Work to be completed >> Read through the records below and copy each line that uses the word "holding".

Natural-language object grounding data
▬▬▬▬▬▬▬▬▬▬
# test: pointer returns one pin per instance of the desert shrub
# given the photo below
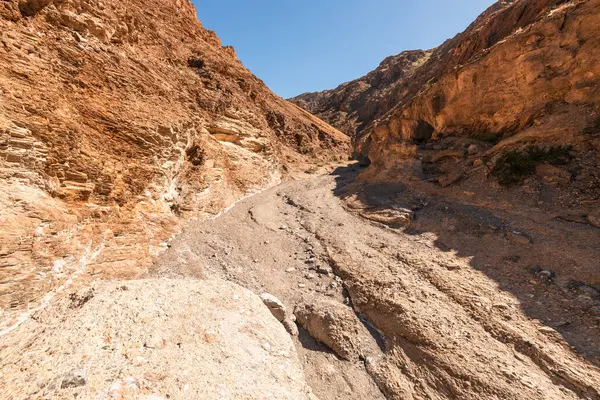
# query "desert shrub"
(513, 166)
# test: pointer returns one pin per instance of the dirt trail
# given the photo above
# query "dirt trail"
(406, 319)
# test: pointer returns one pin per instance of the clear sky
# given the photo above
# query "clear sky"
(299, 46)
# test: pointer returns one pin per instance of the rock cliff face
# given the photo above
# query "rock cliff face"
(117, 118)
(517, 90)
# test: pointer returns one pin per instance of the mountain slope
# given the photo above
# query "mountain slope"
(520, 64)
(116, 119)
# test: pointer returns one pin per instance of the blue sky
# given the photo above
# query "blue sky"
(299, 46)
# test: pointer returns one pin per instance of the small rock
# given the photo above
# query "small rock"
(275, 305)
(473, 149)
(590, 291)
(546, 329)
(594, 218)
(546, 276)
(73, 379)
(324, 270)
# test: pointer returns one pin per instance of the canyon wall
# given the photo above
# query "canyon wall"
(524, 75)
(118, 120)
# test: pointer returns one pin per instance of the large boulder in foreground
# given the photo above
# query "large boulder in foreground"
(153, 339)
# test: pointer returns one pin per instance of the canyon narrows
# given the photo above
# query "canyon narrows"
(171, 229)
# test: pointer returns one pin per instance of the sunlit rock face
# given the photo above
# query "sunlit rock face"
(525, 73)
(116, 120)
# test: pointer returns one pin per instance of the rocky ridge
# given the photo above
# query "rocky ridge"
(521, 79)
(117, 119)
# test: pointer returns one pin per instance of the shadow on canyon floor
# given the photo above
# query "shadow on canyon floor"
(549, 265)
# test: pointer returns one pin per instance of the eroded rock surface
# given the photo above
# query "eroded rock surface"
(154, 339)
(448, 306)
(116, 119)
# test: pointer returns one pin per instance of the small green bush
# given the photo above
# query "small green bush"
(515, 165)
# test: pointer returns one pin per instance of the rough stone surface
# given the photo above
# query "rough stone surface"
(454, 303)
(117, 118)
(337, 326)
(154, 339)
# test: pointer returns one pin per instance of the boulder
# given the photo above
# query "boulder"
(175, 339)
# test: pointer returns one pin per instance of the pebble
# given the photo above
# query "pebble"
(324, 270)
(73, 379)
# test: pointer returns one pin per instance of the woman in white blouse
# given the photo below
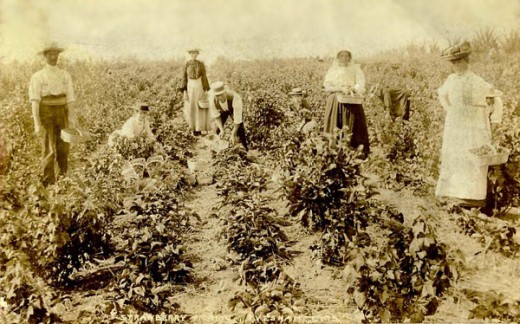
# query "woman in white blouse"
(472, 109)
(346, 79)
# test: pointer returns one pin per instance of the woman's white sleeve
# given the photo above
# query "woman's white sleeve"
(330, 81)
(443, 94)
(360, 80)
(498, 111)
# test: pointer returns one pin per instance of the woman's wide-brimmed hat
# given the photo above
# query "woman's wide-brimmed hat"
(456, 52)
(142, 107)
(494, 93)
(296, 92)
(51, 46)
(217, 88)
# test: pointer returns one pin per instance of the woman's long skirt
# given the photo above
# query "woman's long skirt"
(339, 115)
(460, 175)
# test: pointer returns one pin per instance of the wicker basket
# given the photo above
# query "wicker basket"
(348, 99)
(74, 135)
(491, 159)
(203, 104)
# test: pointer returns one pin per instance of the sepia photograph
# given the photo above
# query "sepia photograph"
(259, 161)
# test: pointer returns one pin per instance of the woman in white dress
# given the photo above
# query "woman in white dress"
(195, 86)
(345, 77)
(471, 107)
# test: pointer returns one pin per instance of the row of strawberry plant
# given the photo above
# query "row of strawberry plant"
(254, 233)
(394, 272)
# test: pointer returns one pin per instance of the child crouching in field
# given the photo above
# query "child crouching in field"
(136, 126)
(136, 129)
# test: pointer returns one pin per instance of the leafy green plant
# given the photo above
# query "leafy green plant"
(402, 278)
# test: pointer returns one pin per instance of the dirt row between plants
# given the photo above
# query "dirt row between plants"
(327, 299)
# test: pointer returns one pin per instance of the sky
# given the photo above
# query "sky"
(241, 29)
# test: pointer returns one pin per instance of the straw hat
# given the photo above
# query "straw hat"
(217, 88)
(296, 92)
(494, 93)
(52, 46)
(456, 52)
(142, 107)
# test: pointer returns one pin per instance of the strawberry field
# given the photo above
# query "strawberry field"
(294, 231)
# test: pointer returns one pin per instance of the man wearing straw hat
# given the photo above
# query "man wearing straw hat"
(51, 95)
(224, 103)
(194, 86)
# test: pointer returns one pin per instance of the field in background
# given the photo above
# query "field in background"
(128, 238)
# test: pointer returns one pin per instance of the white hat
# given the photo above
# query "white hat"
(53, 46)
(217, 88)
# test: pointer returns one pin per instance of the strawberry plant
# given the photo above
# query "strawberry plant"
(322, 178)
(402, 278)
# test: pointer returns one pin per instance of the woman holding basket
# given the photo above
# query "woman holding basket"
▬▬▬▬▬▬▬▬▬▬
Task answer >>
# test: pointer returns one pin per instance of the woman holding basket
# query "woman holding basket"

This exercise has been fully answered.